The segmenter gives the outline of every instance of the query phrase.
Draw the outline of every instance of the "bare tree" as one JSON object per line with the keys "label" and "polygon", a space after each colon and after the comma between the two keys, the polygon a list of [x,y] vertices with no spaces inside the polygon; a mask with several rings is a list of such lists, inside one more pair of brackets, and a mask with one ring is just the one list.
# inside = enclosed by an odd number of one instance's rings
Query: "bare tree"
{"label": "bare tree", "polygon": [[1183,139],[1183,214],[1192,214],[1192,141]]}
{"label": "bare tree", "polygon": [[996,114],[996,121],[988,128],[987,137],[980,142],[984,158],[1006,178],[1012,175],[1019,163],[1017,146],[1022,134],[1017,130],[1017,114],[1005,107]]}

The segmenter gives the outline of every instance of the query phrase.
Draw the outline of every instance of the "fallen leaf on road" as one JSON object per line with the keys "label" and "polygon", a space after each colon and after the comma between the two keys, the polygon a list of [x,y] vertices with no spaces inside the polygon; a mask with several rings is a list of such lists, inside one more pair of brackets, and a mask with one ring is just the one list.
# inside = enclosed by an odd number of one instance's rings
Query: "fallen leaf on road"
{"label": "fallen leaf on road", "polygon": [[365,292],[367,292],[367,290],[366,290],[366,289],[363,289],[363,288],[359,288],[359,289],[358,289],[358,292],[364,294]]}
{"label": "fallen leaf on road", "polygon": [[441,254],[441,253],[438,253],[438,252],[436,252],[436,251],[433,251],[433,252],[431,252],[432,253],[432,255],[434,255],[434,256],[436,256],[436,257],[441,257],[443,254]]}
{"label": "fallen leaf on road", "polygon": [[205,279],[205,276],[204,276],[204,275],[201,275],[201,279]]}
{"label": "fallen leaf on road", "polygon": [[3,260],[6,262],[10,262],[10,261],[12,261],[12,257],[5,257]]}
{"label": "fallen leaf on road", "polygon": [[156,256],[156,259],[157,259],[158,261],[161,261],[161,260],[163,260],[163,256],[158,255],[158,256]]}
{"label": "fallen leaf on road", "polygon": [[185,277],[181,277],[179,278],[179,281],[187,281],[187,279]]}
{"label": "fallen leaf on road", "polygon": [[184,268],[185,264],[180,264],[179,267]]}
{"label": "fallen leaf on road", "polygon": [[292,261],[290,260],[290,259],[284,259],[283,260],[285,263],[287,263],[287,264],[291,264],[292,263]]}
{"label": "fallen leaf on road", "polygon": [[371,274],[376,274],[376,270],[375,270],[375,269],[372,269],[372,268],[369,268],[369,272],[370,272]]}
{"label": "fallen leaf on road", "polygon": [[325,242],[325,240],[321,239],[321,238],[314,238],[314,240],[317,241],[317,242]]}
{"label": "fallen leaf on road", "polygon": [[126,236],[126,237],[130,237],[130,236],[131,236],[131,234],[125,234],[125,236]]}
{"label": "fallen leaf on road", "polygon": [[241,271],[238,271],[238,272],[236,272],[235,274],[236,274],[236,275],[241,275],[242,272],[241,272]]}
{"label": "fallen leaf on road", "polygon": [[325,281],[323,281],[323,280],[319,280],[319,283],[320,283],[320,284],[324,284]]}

____

■ WHAT IS BEING ASKED
The required result is a verbatim copy of all the entries.

■ WRITTEN RESPONSE
The segmenter gives the outline of every instance of the query phrase.
Draw the outline of every instance of the "bare tree" as one JSON object per line with the keys "label" and "polygon", a space after each colon and after the comma between the two keys, the polygon a list of [x,y] vertices with no spaces inside the polygon; a mask with several rings is a list of such lists, inside one more pair of brackets, and a mask with one ring is just the one list.
# inside = enclosed by an odd number of one instance's rings
Query: "bare tree"
{"label": "bare tree", "polygon": [[1183,139],[1183,214],[1192,214],[1192,141]]}
{"label": "bare tree", "polygon": [[996,114],[996,121],[988,128],[987,137],[980,142],[984,158],[1006,178],[1012,175],[1019,163],[1017,146],[1022,134],[1017,130],[1017,114],[1005,107]]}

The segmenter gives the outline of every instance of the query phrase.
Draw the outline of every instance of the "fallen leaf on road" as one JSON object per line with the keys "label" and "polygon", a space after each colon and after the comma between the two keys, the polygon a list of [x,y] vertices with no spaces inside the polygon; a mask with several rings is a list of such lists, inside one more pair of brackets, and a mask with one ring is just the one list.
# inside = enclosed by an odd number of one instance's rings
Query: "fallen leaf on road"
{"label": "fallen leaf on road", "polygon": [[365,292],[367,292],[367,290],[366,290],[366,289],[363,289],[363,288],[359,288],[359,289],[358,289],[358,292],[364,294]]}
{"label": "fallen leaf on road", "polygon": [[441,254],[441,253],[438,253],[438,252],[436,252],[436,251],[433,251],[433,252],[431,252],[432,253],[432,255],[434,255],[434,256],[436,256],[436,257],[441,257],[443,254]]}
{"label": "fallen leaf on road", "polygon": [[205,279],[205,276],[204,276],[204,275],[201,275],[201,279]]}
{"label": "fallen leaf on road", "polygon": [[3,260],[6,262],[10,262],[10,261],[12,261],[12,257],[5,257]]}
{"label": "fallen leaf on road", "polygon": [[156,256],[156,259],[157,259],[158,261],[161,261],[161,260],[163,260],[163,256],[158,255],[158,256]]}
{"label": "fallen leaf on road", "polygon": [[185,277],[181,277],[179,278],[179,281],[187,281],[187,279]]}
{"label": "fallen leaf on road", "polygon": [[184,268],[185,264],[180,264],[179,267]]}
{"label": "fallen leaf on road", "polygon": [[292,261],[290,260],[290,259],[284,259],[283,260],[285,263],[287,263],[287,264],[291,264],[292,263]]}
{"label": "fallen leaf on road", "polygon": [[371,274],[376,274],[376,270],[375,270],[375,269],[372,269],[372,268],[369,268],[369,272],[370,272]]}
{"label": "fallen leaf on road", "polygon": [[325,242],[325,240],[321,239],[321,238],[314,238],[314,240],[317,241],[317,242]]}
{"label": "fallen leaf on road", "polygon": [[126,236],[126,237],[130,237],[130,236],[131,236],[131,234],[125,234],[125,236]]}
{"label": "fallen leaf on road", "polygon": [[241,271],[238,271],[238,272],[236,272],[235,274],[236,274],[236,275],[241,275],[242,272],[241,272]]}
{"label": "fallen leaf on road", "polygon": [[325,281],[323,281],[323,280],[319,280],[319,283],[320,283],[320,284],[324,284]]}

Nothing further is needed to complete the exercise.